DATA FOR ANALYSIS:
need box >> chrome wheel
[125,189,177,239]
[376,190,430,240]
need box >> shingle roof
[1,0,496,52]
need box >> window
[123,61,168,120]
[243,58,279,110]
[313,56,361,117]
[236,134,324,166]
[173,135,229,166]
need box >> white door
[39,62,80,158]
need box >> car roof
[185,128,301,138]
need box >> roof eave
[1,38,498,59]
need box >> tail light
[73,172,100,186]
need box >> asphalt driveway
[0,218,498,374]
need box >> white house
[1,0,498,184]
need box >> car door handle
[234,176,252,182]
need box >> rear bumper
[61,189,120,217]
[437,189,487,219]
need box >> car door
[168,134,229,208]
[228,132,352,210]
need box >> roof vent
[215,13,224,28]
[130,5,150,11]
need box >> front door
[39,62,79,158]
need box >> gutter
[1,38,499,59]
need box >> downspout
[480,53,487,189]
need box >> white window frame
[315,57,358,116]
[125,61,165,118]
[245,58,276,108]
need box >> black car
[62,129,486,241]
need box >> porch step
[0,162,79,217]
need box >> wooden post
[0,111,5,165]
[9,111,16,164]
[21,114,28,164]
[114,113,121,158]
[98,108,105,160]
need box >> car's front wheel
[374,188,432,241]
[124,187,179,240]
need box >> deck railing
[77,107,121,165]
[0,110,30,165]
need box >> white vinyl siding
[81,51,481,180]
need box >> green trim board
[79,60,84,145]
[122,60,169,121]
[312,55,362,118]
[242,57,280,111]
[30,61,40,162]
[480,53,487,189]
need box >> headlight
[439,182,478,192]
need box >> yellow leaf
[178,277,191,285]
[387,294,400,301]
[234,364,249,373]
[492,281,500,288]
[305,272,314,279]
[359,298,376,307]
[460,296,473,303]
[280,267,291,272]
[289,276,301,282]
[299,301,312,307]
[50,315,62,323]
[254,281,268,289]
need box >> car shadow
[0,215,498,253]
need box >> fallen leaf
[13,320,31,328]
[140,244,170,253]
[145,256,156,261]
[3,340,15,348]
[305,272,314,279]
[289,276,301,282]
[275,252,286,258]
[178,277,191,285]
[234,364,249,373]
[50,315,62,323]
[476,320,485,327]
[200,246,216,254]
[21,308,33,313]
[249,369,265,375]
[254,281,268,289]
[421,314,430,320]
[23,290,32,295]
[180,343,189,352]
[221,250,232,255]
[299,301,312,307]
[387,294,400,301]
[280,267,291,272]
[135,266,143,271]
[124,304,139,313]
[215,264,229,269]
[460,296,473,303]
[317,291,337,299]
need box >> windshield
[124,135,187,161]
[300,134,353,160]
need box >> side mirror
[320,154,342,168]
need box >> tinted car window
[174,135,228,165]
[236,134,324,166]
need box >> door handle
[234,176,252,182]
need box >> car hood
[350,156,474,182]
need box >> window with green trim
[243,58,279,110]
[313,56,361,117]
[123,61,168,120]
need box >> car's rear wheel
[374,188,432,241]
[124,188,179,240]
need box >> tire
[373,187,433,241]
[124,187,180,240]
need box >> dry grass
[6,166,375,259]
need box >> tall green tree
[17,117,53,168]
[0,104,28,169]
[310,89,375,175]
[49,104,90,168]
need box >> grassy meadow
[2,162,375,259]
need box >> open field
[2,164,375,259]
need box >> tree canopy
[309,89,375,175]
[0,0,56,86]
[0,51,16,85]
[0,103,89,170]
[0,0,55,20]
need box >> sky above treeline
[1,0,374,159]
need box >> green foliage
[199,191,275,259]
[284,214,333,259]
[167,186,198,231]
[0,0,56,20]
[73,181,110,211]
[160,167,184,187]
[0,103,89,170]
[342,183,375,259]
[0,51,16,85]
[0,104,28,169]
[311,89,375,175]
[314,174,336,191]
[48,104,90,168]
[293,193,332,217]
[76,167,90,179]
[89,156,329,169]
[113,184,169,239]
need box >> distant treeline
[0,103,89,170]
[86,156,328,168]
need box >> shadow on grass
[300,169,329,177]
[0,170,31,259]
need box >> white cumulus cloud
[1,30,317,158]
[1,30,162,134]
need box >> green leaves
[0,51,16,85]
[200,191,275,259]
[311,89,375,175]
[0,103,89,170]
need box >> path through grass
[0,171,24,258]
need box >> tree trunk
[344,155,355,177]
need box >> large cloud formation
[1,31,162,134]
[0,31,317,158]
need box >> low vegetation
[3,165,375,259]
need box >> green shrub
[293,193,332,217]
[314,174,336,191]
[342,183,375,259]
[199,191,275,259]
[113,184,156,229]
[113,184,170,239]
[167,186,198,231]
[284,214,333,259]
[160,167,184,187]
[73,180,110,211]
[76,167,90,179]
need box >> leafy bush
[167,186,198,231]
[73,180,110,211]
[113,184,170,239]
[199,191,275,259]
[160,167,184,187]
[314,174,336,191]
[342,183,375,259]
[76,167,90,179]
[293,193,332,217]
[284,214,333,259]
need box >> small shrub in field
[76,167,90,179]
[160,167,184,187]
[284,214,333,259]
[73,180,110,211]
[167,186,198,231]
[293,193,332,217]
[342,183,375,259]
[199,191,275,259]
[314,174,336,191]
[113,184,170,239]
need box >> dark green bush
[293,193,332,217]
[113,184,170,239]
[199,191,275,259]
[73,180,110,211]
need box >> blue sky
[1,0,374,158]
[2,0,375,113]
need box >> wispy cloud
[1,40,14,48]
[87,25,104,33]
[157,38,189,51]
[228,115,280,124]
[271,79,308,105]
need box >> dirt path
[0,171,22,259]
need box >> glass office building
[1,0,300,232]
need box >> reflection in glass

TASK DESCRIPTION:
Your task is to transcribe the material, which must come out exactly as written.

TASK RESULT:
need box >> chrome wheel
[125,189,177,239]
[376,190,430,240]
need box >> shingle roof
[1,0,496,52]
need box >> window
[123,61,168,120]
[243,58,279,110]
[313,56,361,117]
[236,134,324,166]
[173,135,229,166]
need box >> white door
[39,62,80,158]
need box >> car roof
[185,128,301,138]
need box >> roof eave
[1,38,498,59]
need box >> tail light
[73,172,100,186]
need box >> asphalt driveway
[0,218,498,374]
need box >> white house
[1,0,498,184]
need box >> car door handle
[234,176,252,182]
need box >> rear bumper
[61,189,120,217]
[437,189,487,219]
need box >> car door
[168,134,229,208]
[228,132,352,210]
need box >> roof vent
[215,13,224,28]
[130,5,150,11]
need box >> front door
[39,62,79,158]
need box >> gutter
[1,38,499,59]
need box >> downspout
[480,53,487,189]
need box >> white window frame
[315,57,358,116]
[125,61,165,118]
[245,58,276,108]
need box >> black car
[62,129,486,241]
need box >> porch step
[0,162,79,217]
need box >> wooden post
[0,111,5,165]
[9,111,16,164]
[21,114,28,164]
[114,113,121,158]
[98,108,105,160]
need box >> car's front wheel
[374,188,432,241]
[124,187,179,240]
need box >> deck railing
[77,107,121,165]
[0,110,30,165]
need box >> white vinyl siding
[81,51,481,180]
need box >> green trim board
[79,60,84,145]
[122,60,169,121]
[312,55,362,118]
[242,57,280,111]
[30,61,40,162]
[480,53,487,189]
need box >> headlight
[439,182,478,192]
need box >> yellow leaf
[178,277,191,285]
[387,294,400,301]
[234,364,249,373]
[492,281,500,288]
[305,272,314,279]
[359,298,376,307]
[460,296,473,303]
[280,267,291,272]
[289,276,301,282]
[299,301,312,307]
[50,315,62,323]
[254,281,268,289]
need box >> car shadow
[0,215,498,253]
need box >> fallen leaf
[13,320,31,328]
[140,244,170,253]
[145,256,156,261]
[3,340,15,348]
[305,272,314,279]
[289,276,301,282]
[275,252,286,258]
[178,277,191,285]
[234,364,249,373]
[50,315,62,323]
[476,320,485,327]
[200,246,216,254]
[21,308,33,313]
[249,369,265,375]
[254,281,268,289]
[421,314,430,320]
[23,290,32,295]
[180,343,189,352]
[221,250,232,255]
[299,301,312,307]
[387,294,400,301]
[280,267,291,272]
[135,266,143,271]
[124,304,139,313]
[215,264,229,269]
[460,296,473,303]
[317,291,337,299]
need box >> windshield
[124,135,187,161]
[300,134,353,160]
need box >> side mirror
[320,154,342,168]
need box >> tinted car window
[174,135,228,165]
[236,134,324,166]
need box >> door handle
[234,176,252,182]
need box >> car hood
[350,156,474,182]
need box >> window with green trim
[243,58,279,110]
[313,56,361,117]
[123,61,168,120]
need box >> car's rear wheel
[374,188,432,241]
[124,188,179,240]
need box >> tire
[373,187,433,241]
[124,187,180,240]
need box >> dry grass
[6,166,375,259]
need box >> tall green tree
[17,117,53,168]
[0,104,28,169]
[310,89,375,175]
[49,104,90,168]
need box >> grassy meadow
[2,162,375,259]
need box >> open field
[2,164,375,259]
need box >> tree canopy
[309,89,375,175]
[0,0,56,86]
[0,51,16,85]
[0,103,89,170]
[0,0,55,20]
need box >> sky above treeline
[1,0,374,159]
need box >> green foliage
[199,191,275,259]
[284,214,333,259]
[167,186,198,231]
[0,0,56,20]
[73,181,110,211]
[160,167,184,187]
[0,103,89,170]
[342,183,375,259]
[0,51,16,85]
[0,104,28,169]
[311,89,375,175]
[314,174,336,191]
[48,104,90,168]
[293,193,332,217]
[76,167,90,179]
[89,156,329,169]
[113,184,169,239]
need box >> distant treeline
[0,103,89,170]
[86,156,328,168]
need box >> shadow on grass
[300,169,329,177]
[0,170,31,259]
need box >> white cumulus cloud
[1,30,317,158]
[1,30,162,134]
need box >> green leaves
[0,51,16,85]
[200,191,275,259]
[311,89,375,175]
[0,103,89,170]
need box >> path through grass
[0,171,24,258]
need box >> tree trunk
[344,155,355,177]
need box >> large cloud formation
[1,31,162,134]
[0,31,317,158]
need box >> low vegetation
[3,165,375,259]
need box >> green shrub
[293,193,332,217]
[314,174,336,191]
[342,183,375,259]
[199,191,275,259]
[113,184,156,229]
[113,184,170,239]
[167,186,198,231]
[284,214,333,259]
[160,167,184,187]
[73,180,110,211]
[76,167,90,179]
need box >> leafy bush
[167,186,198,231]
[73,180,110,211]
[113,184,170,239]
[199,191,275,259]
[160,167,184,187]
[314,174,336,191]
[342,183,375,259]
[76,167,90,179]
[293,193,332,217]
[284,214,333,259]
need box >> small shrub in field
[76,167,90,179]
[160,167,184,187]
[284,214,333,259]
[73,180,110,211]
[167,186,198,231]
[293,193,332,217]
[342,183,375,259]
[199,191,275,259]
[314,174,336,191]
[113,184,170,239]
need box >> dark green bush
[293,193,332,217]
[113,184,170,239]
[199,191,275,259]
[73,180,110,211]
need box >> blue sky
[1,0,374,158]
[2,0,375,113]
need box >> wispy cloud
[1,40,14,48]
[87,25,104,33]
[157,38,189,51]
[228,115,280,124]
[271,79,308,105]
need box >> dirt path
[0,171,22,259]
need box >> glass office building
[1,0,300,232]
need box >> reflection in glass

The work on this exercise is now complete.